本文 –
炭素税は、石油や石炭などの化石燃料の燃焼により排出されるCO2に課税し、その排出量に応じた金額を税として支払う仕組みです。

日本は2012年から炭素税の導入を始めています。

海外に目を向けると、欧州諸国の多くが炭素税(環境税)を導入しています。

導入国一覧

導入年 導入国
1990年 フィンランド・オランダ
1991年 スウェーデン・ノルウェー
1992年 デンマーク
1999年 ドイツ・イタリア
2001年 英国
2008年 スイス
2010年 アイルランド
2012年 日本
2014年 フランス、メキシコ
2015年 ポルトガル、韓国
2017年 チリ

参考:https://www.env.go.jp/policy/tax/misc_jokyo/attach/intro_situation.pdf
https://www.env.go.jp/press/conf_cp-01/mat06.pdf

排出量取引制度 

排出量取引とは、企業ごとにCO2排出枠が設定され、その枠内にCO2の排出を抑える制度です。

また、CO2排出枠内に収まらない場合は、他事業者や国から枠を購入する必要があります。

日本では、経済産業省・環境省・農林水産省が「J-クレジット制度」を導入しています。

炭素国境調整措置

炭素国境調整措置は、輸入品に対して、その製品が作られた際に排出されたCO2の量に応じて課税するものです。

しかし、炭素排出量の計測などの技術的課題や、WTOルール の観点からの課題が指摘されており、実際に導入している国・地域はありません。


カーボンプライシングのメリットとデメリット

メリットは、CO2排出削減効果

スウェーデンの効果を例に挙げます。

炭素税導入後、一次エネルギー供給に占める水力を除く再エネの比率が拡大(2015年には水力の約3倍)。

抽出データ –
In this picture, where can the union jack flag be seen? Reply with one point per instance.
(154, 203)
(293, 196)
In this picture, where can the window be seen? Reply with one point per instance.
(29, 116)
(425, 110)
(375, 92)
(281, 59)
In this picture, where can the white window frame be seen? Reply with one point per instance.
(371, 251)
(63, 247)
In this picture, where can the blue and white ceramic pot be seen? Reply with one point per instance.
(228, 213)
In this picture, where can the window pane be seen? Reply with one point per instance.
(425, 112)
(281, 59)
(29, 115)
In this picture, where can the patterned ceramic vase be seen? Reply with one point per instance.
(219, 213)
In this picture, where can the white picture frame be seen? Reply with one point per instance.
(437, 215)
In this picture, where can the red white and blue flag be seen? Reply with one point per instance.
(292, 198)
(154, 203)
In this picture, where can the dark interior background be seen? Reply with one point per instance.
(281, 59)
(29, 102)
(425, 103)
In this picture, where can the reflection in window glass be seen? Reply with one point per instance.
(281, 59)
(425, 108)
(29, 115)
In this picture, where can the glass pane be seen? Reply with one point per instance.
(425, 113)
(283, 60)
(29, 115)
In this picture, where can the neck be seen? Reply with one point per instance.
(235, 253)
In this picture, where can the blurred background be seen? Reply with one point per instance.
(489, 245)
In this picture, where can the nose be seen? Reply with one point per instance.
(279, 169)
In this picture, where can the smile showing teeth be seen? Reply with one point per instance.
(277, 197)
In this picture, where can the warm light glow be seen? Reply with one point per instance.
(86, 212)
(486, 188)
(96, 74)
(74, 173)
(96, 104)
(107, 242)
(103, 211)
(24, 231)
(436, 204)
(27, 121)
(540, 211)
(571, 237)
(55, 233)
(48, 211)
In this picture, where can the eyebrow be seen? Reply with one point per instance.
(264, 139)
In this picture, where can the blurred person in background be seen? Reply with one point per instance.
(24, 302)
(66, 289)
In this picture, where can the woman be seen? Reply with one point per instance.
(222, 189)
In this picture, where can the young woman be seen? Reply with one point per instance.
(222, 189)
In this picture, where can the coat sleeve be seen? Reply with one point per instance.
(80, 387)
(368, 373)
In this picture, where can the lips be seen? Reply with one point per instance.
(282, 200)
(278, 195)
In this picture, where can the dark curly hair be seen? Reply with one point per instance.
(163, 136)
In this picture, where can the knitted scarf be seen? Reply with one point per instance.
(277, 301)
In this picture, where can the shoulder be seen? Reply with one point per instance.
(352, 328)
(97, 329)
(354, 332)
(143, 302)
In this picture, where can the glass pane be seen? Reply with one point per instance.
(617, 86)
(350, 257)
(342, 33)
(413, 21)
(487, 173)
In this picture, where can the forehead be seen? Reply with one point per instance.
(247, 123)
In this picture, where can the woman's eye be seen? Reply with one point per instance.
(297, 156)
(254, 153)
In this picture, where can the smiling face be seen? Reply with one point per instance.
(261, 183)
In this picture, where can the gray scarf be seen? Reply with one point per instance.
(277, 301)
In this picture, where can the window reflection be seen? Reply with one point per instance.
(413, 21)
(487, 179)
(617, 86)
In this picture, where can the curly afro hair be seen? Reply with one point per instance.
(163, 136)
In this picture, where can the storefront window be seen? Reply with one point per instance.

--

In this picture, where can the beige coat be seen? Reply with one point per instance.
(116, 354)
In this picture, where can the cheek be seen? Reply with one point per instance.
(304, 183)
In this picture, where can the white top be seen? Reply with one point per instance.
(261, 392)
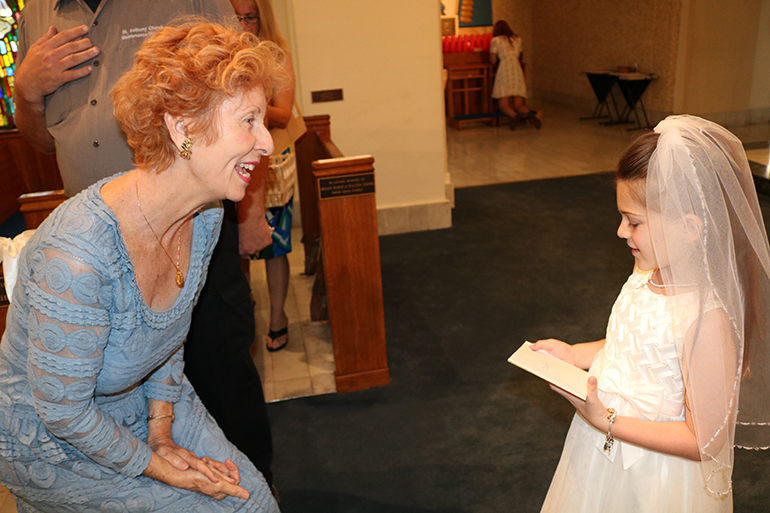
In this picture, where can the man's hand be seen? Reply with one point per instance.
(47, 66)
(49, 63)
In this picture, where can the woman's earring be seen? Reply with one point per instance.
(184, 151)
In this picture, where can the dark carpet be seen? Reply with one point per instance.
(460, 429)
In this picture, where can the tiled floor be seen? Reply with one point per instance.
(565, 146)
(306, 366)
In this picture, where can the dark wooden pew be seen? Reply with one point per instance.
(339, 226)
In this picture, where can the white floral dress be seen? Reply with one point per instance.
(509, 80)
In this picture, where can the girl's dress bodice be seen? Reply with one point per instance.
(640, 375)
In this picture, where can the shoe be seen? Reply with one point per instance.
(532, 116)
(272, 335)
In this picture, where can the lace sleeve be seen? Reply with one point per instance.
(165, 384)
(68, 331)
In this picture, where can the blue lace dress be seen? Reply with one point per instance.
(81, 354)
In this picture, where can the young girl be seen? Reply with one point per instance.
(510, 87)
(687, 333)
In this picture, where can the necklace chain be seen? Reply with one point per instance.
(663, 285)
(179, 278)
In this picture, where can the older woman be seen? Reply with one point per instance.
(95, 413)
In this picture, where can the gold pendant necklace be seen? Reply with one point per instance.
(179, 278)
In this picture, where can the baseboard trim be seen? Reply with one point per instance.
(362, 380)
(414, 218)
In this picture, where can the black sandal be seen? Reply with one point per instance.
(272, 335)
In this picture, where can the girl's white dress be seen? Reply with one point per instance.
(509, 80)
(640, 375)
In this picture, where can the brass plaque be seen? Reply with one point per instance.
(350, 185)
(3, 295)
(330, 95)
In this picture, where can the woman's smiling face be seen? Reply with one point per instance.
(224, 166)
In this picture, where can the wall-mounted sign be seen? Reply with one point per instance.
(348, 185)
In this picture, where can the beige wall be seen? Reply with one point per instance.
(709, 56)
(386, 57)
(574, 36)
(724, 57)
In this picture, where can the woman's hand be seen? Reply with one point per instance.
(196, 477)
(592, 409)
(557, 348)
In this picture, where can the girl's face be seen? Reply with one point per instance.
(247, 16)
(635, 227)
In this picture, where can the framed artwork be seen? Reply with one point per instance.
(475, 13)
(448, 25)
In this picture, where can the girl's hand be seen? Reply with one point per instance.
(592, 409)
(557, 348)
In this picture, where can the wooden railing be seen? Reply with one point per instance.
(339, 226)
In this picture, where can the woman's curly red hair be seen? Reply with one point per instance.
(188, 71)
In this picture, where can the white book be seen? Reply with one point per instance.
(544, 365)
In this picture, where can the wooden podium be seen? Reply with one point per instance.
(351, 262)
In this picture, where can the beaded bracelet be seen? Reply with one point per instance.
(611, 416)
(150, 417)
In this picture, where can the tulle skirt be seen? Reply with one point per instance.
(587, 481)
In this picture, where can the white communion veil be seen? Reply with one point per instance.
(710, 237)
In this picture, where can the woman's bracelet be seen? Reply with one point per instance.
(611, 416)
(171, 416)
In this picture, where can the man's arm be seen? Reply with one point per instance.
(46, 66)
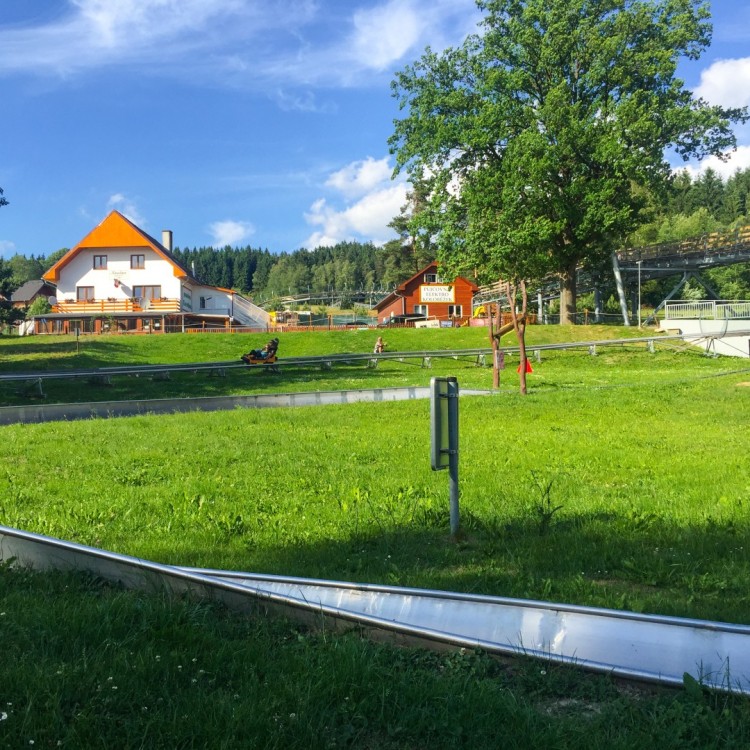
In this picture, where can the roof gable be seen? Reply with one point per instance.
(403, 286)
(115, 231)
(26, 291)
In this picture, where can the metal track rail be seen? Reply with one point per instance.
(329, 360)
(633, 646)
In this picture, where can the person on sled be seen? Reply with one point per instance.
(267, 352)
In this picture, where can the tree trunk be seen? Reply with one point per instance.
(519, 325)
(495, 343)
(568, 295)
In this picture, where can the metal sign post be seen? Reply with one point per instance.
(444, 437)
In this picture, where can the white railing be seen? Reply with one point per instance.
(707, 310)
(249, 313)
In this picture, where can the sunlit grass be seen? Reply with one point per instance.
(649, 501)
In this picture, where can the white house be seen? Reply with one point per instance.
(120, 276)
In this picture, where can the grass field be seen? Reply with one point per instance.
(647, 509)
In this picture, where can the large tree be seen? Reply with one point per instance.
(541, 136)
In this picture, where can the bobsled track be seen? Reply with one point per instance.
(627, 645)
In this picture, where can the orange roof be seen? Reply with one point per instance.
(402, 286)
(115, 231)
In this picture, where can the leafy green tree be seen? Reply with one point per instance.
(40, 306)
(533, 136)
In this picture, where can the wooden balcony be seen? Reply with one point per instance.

* * *

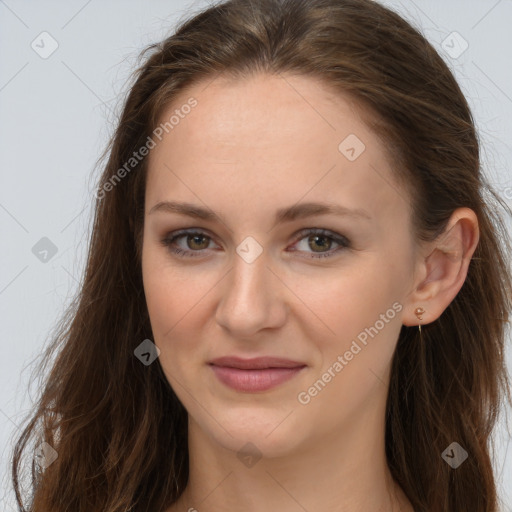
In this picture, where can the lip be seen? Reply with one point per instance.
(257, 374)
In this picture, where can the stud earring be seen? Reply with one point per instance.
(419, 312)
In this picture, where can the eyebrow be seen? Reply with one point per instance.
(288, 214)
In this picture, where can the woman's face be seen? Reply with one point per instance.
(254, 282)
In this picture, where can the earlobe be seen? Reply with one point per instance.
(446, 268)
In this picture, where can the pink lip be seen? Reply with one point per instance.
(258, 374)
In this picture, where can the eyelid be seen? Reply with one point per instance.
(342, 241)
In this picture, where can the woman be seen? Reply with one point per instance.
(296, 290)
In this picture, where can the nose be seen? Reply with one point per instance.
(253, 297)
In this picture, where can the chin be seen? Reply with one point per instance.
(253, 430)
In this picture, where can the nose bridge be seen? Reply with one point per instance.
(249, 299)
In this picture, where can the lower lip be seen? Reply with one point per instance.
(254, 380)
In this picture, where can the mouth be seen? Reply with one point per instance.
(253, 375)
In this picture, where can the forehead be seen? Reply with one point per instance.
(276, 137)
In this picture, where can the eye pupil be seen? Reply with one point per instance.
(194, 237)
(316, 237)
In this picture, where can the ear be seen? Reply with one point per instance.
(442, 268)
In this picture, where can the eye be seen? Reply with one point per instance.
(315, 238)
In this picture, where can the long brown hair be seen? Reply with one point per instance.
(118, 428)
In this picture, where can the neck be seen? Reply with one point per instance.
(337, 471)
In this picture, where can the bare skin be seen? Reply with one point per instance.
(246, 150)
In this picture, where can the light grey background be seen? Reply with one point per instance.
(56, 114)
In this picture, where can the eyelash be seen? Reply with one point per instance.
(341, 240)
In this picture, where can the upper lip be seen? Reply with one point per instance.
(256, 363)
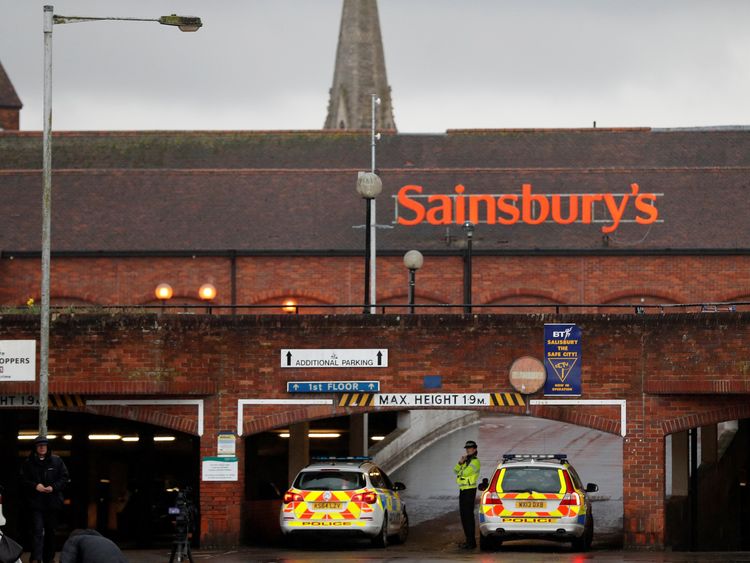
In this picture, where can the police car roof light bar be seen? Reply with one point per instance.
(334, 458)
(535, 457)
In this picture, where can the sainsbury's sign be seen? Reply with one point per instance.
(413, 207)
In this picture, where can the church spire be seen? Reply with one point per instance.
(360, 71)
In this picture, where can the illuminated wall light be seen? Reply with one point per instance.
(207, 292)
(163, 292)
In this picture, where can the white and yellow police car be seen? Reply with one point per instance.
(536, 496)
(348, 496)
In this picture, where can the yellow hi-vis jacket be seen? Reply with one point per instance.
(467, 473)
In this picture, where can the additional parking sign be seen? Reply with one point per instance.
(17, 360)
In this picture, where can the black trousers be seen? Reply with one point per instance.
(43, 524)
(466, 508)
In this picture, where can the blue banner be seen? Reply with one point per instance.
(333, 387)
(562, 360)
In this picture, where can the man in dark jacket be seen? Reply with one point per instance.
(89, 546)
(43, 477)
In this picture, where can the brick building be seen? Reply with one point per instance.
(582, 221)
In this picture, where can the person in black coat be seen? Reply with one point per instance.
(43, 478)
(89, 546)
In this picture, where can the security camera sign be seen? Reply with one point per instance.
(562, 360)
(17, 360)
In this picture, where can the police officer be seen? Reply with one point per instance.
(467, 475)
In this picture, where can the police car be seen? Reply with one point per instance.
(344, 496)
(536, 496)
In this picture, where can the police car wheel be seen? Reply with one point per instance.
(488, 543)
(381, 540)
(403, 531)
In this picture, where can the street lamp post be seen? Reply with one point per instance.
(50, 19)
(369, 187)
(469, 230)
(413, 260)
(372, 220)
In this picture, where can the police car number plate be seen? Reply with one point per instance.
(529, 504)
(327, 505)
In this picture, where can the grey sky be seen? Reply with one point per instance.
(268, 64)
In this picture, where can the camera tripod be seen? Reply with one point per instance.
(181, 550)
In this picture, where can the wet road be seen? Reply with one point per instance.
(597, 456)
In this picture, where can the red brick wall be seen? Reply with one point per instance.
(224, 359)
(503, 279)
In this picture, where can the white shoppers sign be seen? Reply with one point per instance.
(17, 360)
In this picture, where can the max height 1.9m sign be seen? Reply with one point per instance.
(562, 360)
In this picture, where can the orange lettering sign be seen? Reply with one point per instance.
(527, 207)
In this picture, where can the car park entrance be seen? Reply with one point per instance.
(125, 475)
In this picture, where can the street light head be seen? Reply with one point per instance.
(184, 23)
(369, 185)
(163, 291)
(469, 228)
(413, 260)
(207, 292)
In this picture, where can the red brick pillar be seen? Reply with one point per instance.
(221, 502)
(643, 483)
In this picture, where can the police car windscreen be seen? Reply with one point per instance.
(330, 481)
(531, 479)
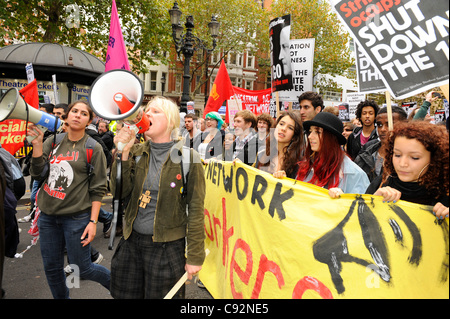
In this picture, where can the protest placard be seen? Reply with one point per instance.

課題一覧 –
- 1) 炭素税の文章の「参考:https://www」から「O2の排出を抑える制度です。」まで(両端の語句を含む)を、「排出枠」を「排出上限」に置き換えて書き直せ。
- 2) 炭素税の文章によると、日本で「J-クレジット制度」を導入しているのはどの省か。
- 3) 炭素税の文章を、最後の文のあとから書き継げ。
エントリーは参照しなくてよい。

解答 –
- 1)
参考:https://www.env.go.jp/policy/tax/misc_jokyo/attach/intro_situation.pdf
https://www.env.go.jp/press/conf_cp-01/mat06.pdf

排出量取引制度 

排出量取引とは、企業ごとにCO2排出上限が設定され、その枠内にCO2の排出を抑える制度です。

- 2) 経済産業省・環境省・農林水産省

- 3)
さらに、スウェーデン環境庁は、1995年のCO2排出量について、税制改革を実施しなかった場合(1990年当時の政策がそのまま続けられていた場合を仮定)と比べると約15%減少されたと公表しています。

参考:https://www.env.go.jp/press/conf_cp-01/mat06.pdf

デメリットは、経済への影響

カーボンプライシングにより2つの影響が考えられます。

1つ目は、ものづくり大国である日本経済に打撃を与えてしまう点です。

環境省が定期的に行っている「カーボンプライシングのあり方に関する検討会」を行っており、その中では経済に悪影響を与えるとの声も上がっています。

2つ目は、企業の生産拠点を日本から炭素税の安い海外へ移してしまう「産業空洞化」につながることが懸念されています。

現状の炭素税ではそこまで大きな動きはありませんが、今後価格の上昇などがあればそれも考えられます。

さらに、日本では減っても他の地域でのCO2排出が増えて、地球全体の排出量はむしろ増えてしまう「カーボンリーケージ」が発生する可能性も高いです。


さいごに

いかがでしたでしょうか?

カーボン・プライシングとは、炭素に価格を付けることです。

日本でも導入が進んでおり、賛否両論あります。

あなたはどのように感じましたでしょうか?

ぜひあなたの意見を発信してみてください。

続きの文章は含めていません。